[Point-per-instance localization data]
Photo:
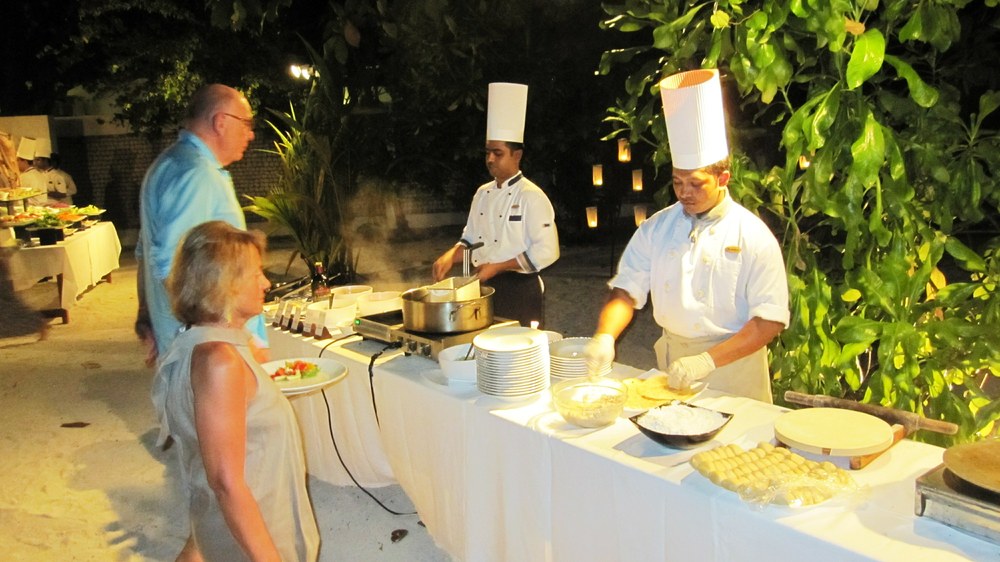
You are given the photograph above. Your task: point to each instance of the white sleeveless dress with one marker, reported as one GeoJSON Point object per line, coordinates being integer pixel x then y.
{"type": "Point", "coordinates": [275, 461]}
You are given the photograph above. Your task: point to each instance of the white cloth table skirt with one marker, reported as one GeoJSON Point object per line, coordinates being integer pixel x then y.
{"type": "Point", "coordinates": [498, 482]}
{"type": "Point", "coordinates": [351, 412]}
{"type": "Point", "coordinates": [82, 259]}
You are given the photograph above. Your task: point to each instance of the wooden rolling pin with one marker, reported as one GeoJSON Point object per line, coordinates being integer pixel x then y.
{"type": "Point", "coordinates": [911, 422]}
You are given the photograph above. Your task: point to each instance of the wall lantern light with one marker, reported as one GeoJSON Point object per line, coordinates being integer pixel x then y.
{"type": "Point", "coordinates": [636, 180]}
{"type": "Point", "coordinates": [639, 212]}
{"type": "Point", "coordinates": [598, 173]}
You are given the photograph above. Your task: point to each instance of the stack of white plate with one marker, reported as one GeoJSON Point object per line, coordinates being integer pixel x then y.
{"type": "Point", "coordinates": [512, 362]}
{"type": "Point", "coordinates": [567, 359]}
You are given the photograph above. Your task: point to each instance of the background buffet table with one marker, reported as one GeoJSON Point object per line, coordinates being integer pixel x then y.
{"type": "Point", "coordinates": [505, 481]}
{"type": "Point", "coordinates": [77, 263]}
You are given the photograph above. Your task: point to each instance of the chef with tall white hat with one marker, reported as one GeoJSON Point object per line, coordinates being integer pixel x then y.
{"type": "Point", "coordinates": [713, 270]}
{"type": "Point", "coordinates": [30, 176]}
{"type": "Point", "coordinates": [511, 223]}
{"type": "Point", "coordinates": [59, 184]}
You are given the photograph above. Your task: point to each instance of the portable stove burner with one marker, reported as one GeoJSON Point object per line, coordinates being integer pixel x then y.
{"type": "Point", "coordinates": [944, 497]}
{"type": "Point", "coordinates": [388, 327]}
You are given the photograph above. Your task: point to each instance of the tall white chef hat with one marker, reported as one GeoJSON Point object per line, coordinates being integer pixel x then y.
{"type": "Point", "coordinates": [43, 148]}
{"type": "Point", "coordinates": [507, 107]}
{"type": "Point", "coordinates": [696, 120]}
{"type": "Point", "coordinates": [26, 148]}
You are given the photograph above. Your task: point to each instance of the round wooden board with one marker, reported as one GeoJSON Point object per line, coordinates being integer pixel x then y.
{"type": "Point", "coordinates": [833, 431]}
{"type": "Point", "coordinates": [977, 463]}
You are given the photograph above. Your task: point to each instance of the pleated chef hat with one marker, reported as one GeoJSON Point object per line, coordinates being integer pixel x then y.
{"type": "Point", "coordinates": [507, 106]}
{"type": "Point", "coordinates": [696, 121]}
{"type": "Point", "coordinates": [26, 148]}
{"type": "Point", "coordinates": [43, 148]}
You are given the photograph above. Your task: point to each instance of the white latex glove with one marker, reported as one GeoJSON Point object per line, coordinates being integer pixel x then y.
{"type": "Point", "coordinates": [600, 352]}
{"type": "Point", "coordinates": [684, 371]}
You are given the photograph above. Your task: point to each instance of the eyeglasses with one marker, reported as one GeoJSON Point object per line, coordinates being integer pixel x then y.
{"type": "Point", "coordinates": [248, 122]}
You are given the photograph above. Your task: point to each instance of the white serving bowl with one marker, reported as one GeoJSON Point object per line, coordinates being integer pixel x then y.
{"type": "Point", "coordinates": [455, 365]}
{"type": "Point", "coordinates": [379, 302]}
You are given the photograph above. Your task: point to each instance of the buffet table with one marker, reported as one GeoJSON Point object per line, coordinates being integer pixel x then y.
{"type": "Point", "coordinates": [494, 480]}
{"type": "Point", "coordinates": [499, 481]}
{"type": "Point", "coordinates": [77, 263]}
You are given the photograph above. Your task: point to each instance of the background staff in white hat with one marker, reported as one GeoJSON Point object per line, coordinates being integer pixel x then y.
{"type": "Point", "coordinates": [713, 269]}
{"type": "Point", "coordinates": [10, 173]}
{"type": "Point", "coordinates": [59, 184]}
{"type": "Point", "coordinates": [510, 216]}
{"type": "Point", "coordinates": [30, 176]}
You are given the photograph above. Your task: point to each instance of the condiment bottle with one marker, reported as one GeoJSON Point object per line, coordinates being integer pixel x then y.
{"type": "Point", "coordinates": [320, 289]}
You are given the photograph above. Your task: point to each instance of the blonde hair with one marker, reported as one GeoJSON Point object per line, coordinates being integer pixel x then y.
{"type": "Point", "coordinates": [202, 282]}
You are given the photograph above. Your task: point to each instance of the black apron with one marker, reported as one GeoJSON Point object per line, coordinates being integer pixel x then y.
{"type": "Point", "coordinates": [519, 296]}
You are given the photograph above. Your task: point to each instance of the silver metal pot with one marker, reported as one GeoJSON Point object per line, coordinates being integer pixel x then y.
{"type": "Point", "coordinates": [446, 317]}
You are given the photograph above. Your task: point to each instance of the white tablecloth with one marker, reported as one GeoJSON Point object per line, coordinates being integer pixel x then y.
{"type": "Point", "coordinates": [351, 412]}
{"type": "Point", "coordinates": [82, 259]}
{"type": "Point", "coordinates": [494, 481]}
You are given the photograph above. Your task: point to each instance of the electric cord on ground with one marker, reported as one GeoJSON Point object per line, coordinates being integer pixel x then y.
{"type": "Point", "coordinates": [333, 440]}
{"type": "Point", "coordinates": [329, 424]}
{"type": "Point", "coordinates": [371, 375]}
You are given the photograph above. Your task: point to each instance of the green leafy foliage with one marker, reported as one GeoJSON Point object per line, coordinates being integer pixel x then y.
{"type": "Point", "coordinates": [881, 184]}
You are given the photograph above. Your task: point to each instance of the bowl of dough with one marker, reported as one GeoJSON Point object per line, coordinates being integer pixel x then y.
{"type": "Point", "coordinates": [680, 425]}
{"type": "Point", "coordinates": [589, 402]}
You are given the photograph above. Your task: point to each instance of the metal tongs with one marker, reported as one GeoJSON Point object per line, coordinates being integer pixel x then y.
{"type": "Point", "coordinates": [467, 258]}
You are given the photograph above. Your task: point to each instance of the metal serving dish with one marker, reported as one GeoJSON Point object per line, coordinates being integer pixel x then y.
{"type": "Point", "coordinates": [420, 315]}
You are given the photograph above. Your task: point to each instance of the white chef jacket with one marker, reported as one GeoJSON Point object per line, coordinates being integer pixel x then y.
{"type": "Point", "coordinates": [709, 275]}
{"type": "Point", "coordinates": [512, 220]}
{"type": "Point", "coordinates": [35, 178]}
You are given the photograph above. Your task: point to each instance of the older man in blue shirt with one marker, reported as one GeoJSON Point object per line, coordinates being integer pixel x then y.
{"type": "Point", "coordinates": [186, 186]}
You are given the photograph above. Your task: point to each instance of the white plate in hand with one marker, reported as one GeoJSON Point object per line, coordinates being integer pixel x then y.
{"type": "Point", "coordinates": [331, 372]}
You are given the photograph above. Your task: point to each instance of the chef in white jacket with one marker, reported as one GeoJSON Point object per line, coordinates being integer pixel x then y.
{"type": "Point", "coordinates": [59, 184]}
{"type": "Point", "coordinates": [510, 217]}
{"type": "Point", "coordinates": [713, 269]}
{"type": "Point", "coordinates": [30, 176]}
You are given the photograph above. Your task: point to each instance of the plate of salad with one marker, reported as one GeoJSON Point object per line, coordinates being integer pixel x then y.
{"type": "Point", "coordinates": [300, 375]}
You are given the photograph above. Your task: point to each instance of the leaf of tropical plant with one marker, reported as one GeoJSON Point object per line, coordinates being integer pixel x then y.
{"type": "Point", "coordinates": [920, 92]}
{"type": "Point", "coordinates": [866, 58]}
{"type": "Point", "coordinates": [855, 329]}
{"type": "Point", "coordinates": [868, 152]}
{"type": "Point", "coordinates": [968, 258]}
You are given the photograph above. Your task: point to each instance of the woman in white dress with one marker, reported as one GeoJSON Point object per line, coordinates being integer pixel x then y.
{"type": "Point", "coordinates": [241, 456]}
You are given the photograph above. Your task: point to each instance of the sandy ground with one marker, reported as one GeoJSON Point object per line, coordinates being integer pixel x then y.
{"type": "Point", "coordinates": [82, 479]}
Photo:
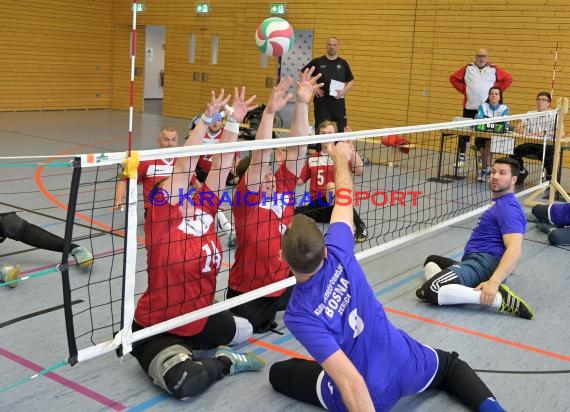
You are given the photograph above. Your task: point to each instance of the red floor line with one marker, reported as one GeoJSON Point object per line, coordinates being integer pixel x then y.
{"type": "Point", "coordinates": [480, 335]}
{"type": "Point", "coordinates": [109, 403]}
{"type": "Point", "coordinates": [521, 346]}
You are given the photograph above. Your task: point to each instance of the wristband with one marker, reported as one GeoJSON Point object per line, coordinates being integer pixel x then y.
{"type": "Point", "coordinates": [216, 117]}
{"type": "Point", "coordinates": [232, 127]}
{"type": "Point", "coordinates": [207, 120]}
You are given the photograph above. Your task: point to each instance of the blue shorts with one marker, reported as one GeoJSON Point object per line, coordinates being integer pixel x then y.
{"type": "Point", "coordinates": [475, 268]}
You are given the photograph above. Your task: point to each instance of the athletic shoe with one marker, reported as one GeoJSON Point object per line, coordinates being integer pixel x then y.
{"type": "Point", "coordinates": [232, 239]}
{"type": "Point", "coordinates": [361, 233]}
{"type": "Point", "coordinates": [420, 294]}
{"type": "Point", "coordinates": [544, 227]}
{"type": "Point", "coordinates": [241, 362]}
{"type": "Point", "coordinates": [10, 274]}
{"type": "Point", "coordinates": [431, 269]}
{"type": "Point", "coordinates": [513, 304]}
{"type": "Point", "coordinates": [83, 258]}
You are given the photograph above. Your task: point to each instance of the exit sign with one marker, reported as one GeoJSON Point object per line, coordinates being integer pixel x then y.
{"type": "Point", "coordinates": [278, 8]}
{"type": "Point", "coordinates": [202, 8]}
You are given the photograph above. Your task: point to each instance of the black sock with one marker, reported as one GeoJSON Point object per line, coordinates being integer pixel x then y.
{"type": "Point", "coordinates": [36, 236]}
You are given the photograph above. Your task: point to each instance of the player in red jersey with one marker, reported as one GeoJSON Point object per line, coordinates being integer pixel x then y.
{"type": "Point", "coordinates": [261, 210]}
{"type": "Point", "coordinates": [183, 261]}
{"type": "Point", "coordinates": [212, 136]}
{"type": "Point", "coordinates": [319, 168]}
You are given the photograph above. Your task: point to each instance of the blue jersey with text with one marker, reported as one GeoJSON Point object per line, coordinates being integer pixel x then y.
{"type": "Point", "coordinates": [504, 217]}
{"type": "Point", "coordinates": [336, 310]}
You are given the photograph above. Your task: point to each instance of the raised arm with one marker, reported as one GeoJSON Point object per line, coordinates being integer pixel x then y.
{"type": "Point", "coordinates": [260, 158]}
{"type": "Point", "coordinates": [222, 162]}
{"type": "Point", "coordinates": [306, 86]}
{"type": "Point", "coordinates": [179, 180]}
{"type": "Point", "coordinates": [341, 154]}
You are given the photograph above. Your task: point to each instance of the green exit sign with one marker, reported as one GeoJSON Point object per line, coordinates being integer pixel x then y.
{"type": "Point", "coordinates": [278, 8]}
{"type": "Point", "coordinates": [202, 8]}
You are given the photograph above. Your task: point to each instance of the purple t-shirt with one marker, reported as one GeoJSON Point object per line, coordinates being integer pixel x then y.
{"type": "Point", "coordinates": [504, 217]}
{"type": "Point", "coordinates": [336, 309]}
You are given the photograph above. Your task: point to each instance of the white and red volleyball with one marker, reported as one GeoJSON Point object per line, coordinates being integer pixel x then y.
{"type": "Point", "coordinates": [274, 36]}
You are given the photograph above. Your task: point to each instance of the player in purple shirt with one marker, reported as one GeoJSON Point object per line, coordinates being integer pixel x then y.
{"type": "Point", "coordinates": [491, 254]}
{"type": "Point", "coordinates": [362, 361]}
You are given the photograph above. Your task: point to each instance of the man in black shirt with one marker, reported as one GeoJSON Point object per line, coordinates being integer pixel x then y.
{"type": "Point", "coordinates": [329, 101]}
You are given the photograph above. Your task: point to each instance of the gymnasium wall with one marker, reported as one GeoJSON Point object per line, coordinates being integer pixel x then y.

> WHAT TO PRODUCE:
Print from the line containing "of the purple" to the last line above, exactly as written.

> RESULT:
You are given the photograph above. Your task: point to each instance of the purple t-shirt with one marker, reported as one GeoJSON Point object per line, coordinates being integer pixel x then y.
{"type": "Point", "coordinates": [504, 217]}
{"type": "Point", "coordinates": [336, 309]}
You are given the photograph above. Your task: point to each instance of the white and red volleyball with one marker, reported as one GeoJSON Point object per line, coordinates being integer pixel x then y.
{"type": "Point", "coordinates": [274, 36]}
You are given the photograph above. Your task: point to each instance of the player in purple shirt with one marker, reported as one GeoJSON Point object per line, coordinates being integer pixel x then y.
{"type": "Point", "coordinates": [491, 254]}
{"type": "Point", "coordinates": [362, 361]}
You are given the photograph above. Your task: point to each instance of the man in black shirt with one marker, reported as one GeoJSON Point object per line, coordinates being integer pixel x then y.
{"type": "Point", "coordinates": [329, 101]}
You are given the photograph above. Your task: point to each instance of the gymnasium wall with one marker, reported as one GeoJSON Point object per line, coordinates being integer pixel x then y.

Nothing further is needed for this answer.